-- Data for this task start --

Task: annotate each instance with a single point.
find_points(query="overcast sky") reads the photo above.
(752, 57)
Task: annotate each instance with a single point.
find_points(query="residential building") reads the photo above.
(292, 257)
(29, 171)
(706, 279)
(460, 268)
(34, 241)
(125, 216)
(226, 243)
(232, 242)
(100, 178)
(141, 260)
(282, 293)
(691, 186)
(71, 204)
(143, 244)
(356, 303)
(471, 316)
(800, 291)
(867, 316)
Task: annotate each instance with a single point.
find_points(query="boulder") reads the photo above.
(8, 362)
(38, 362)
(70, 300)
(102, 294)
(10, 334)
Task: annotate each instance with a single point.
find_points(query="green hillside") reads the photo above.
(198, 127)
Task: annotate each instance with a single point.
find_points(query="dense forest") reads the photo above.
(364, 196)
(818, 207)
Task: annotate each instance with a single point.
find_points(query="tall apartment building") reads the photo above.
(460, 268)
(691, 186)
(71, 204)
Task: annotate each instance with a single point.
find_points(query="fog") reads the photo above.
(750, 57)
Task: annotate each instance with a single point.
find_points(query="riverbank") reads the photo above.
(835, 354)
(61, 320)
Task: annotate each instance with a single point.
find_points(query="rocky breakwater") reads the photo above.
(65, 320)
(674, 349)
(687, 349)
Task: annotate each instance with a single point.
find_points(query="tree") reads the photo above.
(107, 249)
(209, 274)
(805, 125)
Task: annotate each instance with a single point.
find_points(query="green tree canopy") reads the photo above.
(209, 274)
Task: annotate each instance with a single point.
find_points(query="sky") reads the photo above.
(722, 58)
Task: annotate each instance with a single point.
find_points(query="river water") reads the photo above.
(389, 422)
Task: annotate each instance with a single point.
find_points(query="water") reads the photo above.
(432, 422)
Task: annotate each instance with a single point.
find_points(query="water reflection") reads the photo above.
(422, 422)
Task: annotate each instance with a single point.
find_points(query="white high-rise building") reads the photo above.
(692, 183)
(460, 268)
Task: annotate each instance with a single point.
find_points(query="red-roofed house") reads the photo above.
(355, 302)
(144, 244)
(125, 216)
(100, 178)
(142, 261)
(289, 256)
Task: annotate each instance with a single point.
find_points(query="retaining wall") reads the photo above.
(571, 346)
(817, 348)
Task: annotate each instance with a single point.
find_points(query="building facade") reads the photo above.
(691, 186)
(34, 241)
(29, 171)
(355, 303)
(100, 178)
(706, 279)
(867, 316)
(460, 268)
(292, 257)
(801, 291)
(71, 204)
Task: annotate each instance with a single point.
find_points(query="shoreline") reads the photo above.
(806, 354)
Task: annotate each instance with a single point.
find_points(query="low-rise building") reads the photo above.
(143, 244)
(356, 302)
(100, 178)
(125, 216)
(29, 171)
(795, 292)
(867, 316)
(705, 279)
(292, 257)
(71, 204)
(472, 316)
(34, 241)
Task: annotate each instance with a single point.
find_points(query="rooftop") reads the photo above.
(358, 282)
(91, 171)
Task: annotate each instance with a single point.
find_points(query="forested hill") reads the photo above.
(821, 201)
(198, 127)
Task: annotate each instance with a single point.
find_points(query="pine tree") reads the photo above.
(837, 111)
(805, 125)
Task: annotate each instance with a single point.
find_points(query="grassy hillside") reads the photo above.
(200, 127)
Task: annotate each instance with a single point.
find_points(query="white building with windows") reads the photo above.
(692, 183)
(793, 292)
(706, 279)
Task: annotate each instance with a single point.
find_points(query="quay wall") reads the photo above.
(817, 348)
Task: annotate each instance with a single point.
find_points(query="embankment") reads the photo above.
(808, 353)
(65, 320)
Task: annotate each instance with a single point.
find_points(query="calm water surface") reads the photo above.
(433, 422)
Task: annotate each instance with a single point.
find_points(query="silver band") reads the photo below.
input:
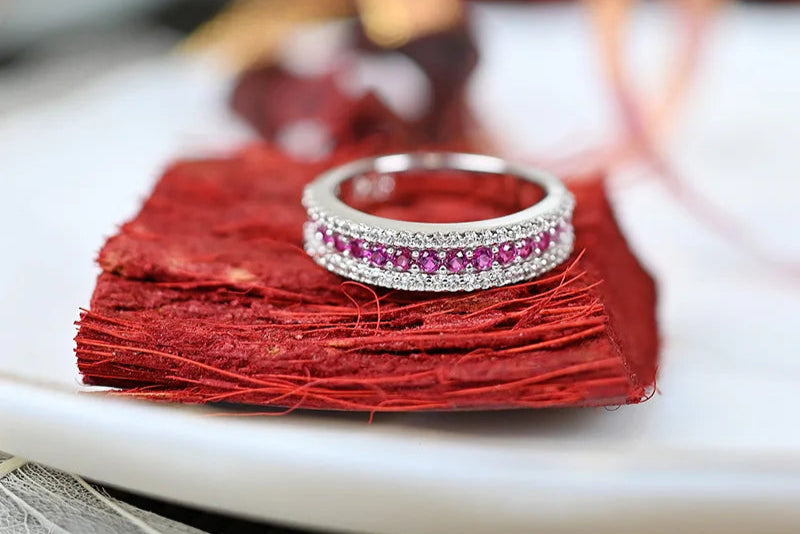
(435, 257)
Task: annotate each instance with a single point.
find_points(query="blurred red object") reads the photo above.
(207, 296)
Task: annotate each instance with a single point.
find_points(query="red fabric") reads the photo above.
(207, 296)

-- Data for this task end --
-- Data for this task start --

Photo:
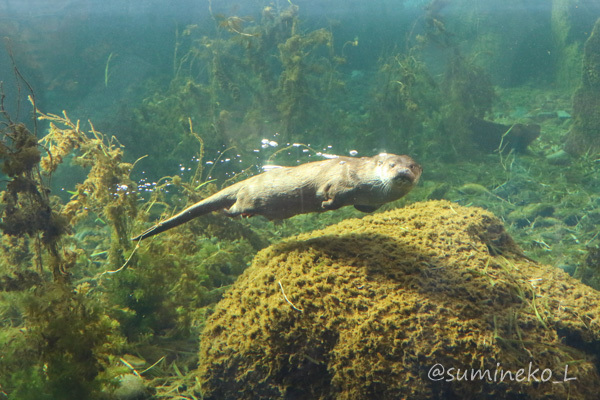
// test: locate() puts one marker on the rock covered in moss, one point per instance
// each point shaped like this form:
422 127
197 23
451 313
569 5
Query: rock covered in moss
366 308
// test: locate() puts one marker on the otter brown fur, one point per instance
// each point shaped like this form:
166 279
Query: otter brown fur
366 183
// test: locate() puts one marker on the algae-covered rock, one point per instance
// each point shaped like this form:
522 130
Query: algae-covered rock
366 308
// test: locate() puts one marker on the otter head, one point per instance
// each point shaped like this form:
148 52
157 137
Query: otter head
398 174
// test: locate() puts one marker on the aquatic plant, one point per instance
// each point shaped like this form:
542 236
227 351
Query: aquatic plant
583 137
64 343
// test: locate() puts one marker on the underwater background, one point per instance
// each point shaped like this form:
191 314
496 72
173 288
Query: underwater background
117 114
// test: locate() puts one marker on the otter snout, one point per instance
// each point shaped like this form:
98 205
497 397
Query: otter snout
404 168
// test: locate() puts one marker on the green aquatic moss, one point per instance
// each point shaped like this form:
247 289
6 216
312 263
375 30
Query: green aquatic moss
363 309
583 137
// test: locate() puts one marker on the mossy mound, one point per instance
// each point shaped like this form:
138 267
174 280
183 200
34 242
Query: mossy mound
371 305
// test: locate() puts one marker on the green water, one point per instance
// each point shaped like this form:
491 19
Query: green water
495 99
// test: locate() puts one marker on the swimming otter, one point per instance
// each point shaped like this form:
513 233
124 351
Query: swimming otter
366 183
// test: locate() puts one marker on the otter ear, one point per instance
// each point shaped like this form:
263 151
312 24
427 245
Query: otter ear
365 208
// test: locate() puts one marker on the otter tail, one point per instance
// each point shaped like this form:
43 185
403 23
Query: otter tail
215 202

-- Data for this task end --

Problem to work on →
Pick out every line of the material above that contains the word "white", and copy each one. Case counts.

Result of this task →
find_points(query="white high-rise building") reads the photo above.
find_points(query="white building with windows") reads the photo above.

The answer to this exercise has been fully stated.